──────── PROVIDED RECORDS ────────

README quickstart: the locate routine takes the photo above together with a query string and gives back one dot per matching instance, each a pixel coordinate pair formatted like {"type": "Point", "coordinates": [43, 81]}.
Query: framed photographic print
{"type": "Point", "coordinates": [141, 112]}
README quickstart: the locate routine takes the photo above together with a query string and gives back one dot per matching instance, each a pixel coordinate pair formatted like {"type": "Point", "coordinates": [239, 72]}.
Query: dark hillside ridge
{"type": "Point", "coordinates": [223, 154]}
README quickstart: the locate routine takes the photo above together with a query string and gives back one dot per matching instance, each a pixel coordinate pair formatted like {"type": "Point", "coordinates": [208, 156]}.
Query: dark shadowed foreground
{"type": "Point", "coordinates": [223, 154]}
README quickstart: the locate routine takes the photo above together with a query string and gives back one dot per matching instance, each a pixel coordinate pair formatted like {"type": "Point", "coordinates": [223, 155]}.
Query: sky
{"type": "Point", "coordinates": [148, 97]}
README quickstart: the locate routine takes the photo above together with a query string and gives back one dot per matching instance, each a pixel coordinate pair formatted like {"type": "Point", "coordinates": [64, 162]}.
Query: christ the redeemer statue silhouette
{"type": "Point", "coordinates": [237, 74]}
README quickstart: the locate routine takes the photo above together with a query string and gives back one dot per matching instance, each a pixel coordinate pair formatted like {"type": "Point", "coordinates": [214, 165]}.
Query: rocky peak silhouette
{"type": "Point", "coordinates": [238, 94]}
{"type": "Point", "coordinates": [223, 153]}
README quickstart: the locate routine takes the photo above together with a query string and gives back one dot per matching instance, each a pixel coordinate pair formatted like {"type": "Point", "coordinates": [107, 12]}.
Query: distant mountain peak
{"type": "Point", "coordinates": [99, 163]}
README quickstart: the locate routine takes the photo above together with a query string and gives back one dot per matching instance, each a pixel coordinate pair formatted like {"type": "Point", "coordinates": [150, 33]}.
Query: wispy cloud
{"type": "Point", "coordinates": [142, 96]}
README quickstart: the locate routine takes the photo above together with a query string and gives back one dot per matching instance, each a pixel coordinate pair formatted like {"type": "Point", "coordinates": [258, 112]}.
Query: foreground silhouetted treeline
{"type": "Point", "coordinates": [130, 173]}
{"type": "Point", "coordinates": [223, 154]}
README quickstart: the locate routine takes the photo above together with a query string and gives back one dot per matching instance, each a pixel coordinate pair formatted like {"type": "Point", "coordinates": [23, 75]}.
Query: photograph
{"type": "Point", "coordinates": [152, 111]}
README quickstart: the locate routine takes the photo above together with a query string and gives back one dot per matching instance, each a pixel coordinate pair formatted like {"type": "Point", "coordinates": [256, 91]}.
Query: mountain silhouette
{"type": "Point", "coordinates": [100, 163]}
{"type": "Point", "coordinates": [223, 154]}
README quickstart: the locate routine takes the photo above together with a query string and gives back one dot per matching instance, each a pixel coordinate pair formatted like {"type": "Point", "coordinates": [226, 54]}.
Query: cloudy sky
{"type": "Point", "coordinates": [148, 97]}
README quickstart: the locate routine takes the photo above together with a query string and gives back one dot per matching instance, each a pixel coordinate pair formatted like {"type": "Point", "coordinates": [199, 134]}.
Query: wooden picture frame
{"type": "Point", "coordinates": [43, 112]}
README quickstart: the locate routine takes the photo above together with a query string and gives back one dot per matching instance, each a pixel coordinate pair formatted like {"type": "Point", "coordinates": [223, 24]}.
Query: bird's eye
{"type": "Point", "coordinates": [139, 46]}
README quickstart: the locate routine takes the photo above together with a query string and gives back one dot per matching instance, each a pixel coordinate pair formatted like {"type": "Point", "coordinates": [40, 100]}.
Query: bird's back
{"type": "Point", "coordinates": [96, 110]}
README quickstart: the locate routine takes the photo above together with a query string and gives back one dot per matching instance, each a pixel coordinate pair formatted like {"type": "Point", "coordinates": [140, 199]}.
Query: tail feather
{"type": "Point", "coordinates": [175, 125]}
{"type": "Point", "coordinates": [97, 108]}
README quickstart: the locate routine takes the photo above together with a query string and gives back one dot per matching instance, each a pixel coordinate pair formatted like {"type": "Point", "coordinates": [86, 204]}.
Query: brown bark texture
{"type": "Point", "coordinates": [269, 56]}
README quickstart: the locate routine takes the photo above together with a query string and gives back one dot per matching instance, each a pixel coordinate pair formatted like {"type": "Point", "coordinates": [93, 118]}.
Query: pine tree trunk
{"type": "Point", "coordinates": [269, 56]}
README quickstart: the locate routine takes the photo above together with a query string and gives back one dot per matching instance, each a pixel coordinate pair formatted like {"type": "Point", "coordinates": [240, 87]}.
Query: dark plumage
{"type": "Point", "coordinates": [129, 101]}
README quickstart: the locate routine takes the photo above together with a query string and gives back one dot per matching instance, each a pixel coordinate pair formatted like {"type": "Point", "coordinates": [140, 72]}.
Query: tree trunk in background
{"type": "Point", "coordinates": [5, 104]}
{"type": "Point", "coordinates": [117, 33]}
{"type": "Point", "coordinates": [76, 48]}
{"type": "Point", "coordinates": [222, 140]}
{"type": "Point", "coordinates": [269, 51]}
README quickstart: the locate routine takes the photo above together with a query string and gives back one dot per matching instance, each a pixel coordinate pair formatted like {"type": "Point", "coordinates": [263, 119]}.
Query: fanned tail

────────

AIM OF THE TASK
Word for word, extract all the records.

PROBLEM SOLUTION
README quickstart: the locate routine takes the photo above together with a query string and gives back one dot per matching instance, each a pixel coordinate pair formatted like {"type": "Point", "coordinates": [43, 81]}.
Query: framed photographic print
{"type": "Point", "coordinates": [141, 112]}
README quickstart: the locate routine takes the photo above together with a query string and gives back one dot per matching instance, each a pixel coordinate pair formatted like {"type": "Point", "coordinates": [239, 72]}.
Query: dark hillside ridge
{"type": "Point", "coordinates": [223, 154]}
README quickstart: the locate routine takes the photo above together with a query string and gives back one dot per matching instance, each a pixel coordinate pair formatted like {"type": "Point", "coordinates": [208, 156]}.
Query: dark shadowed foreground
{"type": "Point", "coordinates": [223, 154]}
README quickstart: the locate routine takes the photo above together with a query string and gives back one dot per matching instance, each a pixel coordinate pair formatted like {"type": "Point", "coordinates": [223, 155]}.
Query: sky
{"type": "Point", "coordinates": [148, 97]}
README quickstart: the locate routine takes the photo above together with a query string and gives back one dot per matching instance, each a pixel coordinate pair formatted like {"type": "Point", "coordinates": [64, 162]}.
Query: christ the redeemer statue silhouette
{"type": "Point", "coordinates": [237, 74]}
README quickstart: the locate routine takes the photo above together with a query string and gives back one dot per matching instance, each a pixel coordinate pair formatted like {"type": "Point", "coordinates": [214, 165]}.
Query: rocky peak silhouette
{"type": "Point", "coordinates": [238, 94]}
{"type": "Point", "coordinates": [223, 153]}
README quickstart: the locate routine takes the photo above together with a query string and gives back one dot per matching instance, each a pixel coordinate pair formatted like {"type": "Point", "coordinates": [107, 12]}.
Query: distant mountain peak
{"type": "Point", "coordinates": [99, 163]}
README quickstart: the locate routine takes the photo above together with a query string and gives back one dot per matching instance, each a pixel coordinate pair formatted like {"type": "Point", "coordinates": [150, 33]}.
Query: wispy cloud
{"type": "Point", "coordinates": [142, 96]}
README quickstart: the locate routine takes the photo above together with a query string and gives back one dot per matching instance, each a pixel coordinate pair formatted like {"type": "Point", "coordinates": [258, 112]}.
Query: foreground silhouetted treeline
{"type": "Point", "coordinates": [130, 173]}
{"type": "Point", "coordinates": [223, 154]}
README quickstart: the locate routine takes the photo above together with a query string and gives back one dot per matching instance, each a pixel coordinate pair formatted like {"type": "Point", "coordinates": [23, 75]}.
Query: photograph
{"type": "Point", "coordinates": [152, 111]}
README quickstart: the locate routine takes the photo above together with a query string and gives back one dot per matching instance, each a pixel coordinate pair formatted like {"type": "Point", "coordinates": [256, 91]}.
Query: mountain silhouette
{"type": "Point", "coordinates": [100, 163]}
{"type": "Point", "coordinates": [223, 154]}
README quickstart: the locate routine takes the photo above together with a query string and gives back one dot per matching instance, each a pixel coordinate pair formatted like {"type": "Point", "coordinates": [226, 54]}.
Query: cloudy sky
{"type": "Point", "coordinates": [148, 97]}
README quickstart: the locate routine takes the photo above together with a query string and gives back one dot per matching instance, each a pixel coordinate pair formatted like {"type": "Point", "coordinates": [199, 134]}.
Query: wooden picture frame
{"type": "Point", "coordinates": [43, 112]}
README quickstart: the locate routine takes the photo above together with a query string and gives back one dot per matching instance, each a pixel coordinate pair formatted like {"type": "Point", "coordinates": [223, 24]}.
Query: bird's eye
{"type": "Point", "coordinates": [139, 46]}
README quickstart: the locate routine takes the photo above together with a query string and gives back one dot per matching instance, each a pixel coordinate pair formatted like {"type": "Point", "coordinates": [40, 100]}.
Query: bird's back
{"type": "Point", "coordinates": [96, 110]}
README quickstart: the locate routine takes the photo above together with a query string and gives back one dot per matching instance, each a pixel coordinate pair formatted like {"type": "Point", "coordinates": [140, 199]}.
Query: tail feather
{"type": "Point", "coordinates": [175, 125]}
{"type": "Point", "coordinates": [97, 108]}
README quickstart: the locate routine takes the photo above together with a query string and gives back one dot per matching instance, each a pixel coordinate pair formatted like {"type": "Point", "coordinates": [86, 204]}.
Query: brown bark texture
{"type": "Point", "coordinates": [269, 56]}
README quickstart: the locate routine takes the photo above together with a query string and gives back one dot per matching instance, each a pixel coordinate pair formatted like {"type": "Point", "coordinates": [93, 118]}.
Query: pine tree trunk
{"type": "Point", "coordinates": [269, 56]}
README quickstart: the locate routine takes the photo above together with a query string and gives back one dot per matching instance, each a pixel coordinate pair formatted like {"type": "Point", "coordinates": [240, 87]}.
Query: dark plumage
{"type": "Point", "coordinates": [129, 101]}
README quickstart: the locate routine takes the photo above together with a query string and gives back one dot per matching instance, each a pixel coordinate pair formatted like {"type": "Point", "coordinates": [140, 72]}.
Query: tree trunk in background
{"type": "Point", "coordinates": [5, 104]}
{"type": "Point", "coordinates": [117, 33]}
{"type": "Point", "coordinates": [76, 48]}
{"type": "Point", "coordinates": [222, 140]}
{"type": "Point", "coordinates": [269, 51]}
README quickstart: the locate routine takes the photo above together with a query string and gives back one dot per matching instance, each a pixel coordinate pair formatted like {"type": "Point", "coordinates": [263, 119]}.
Query: fanned tail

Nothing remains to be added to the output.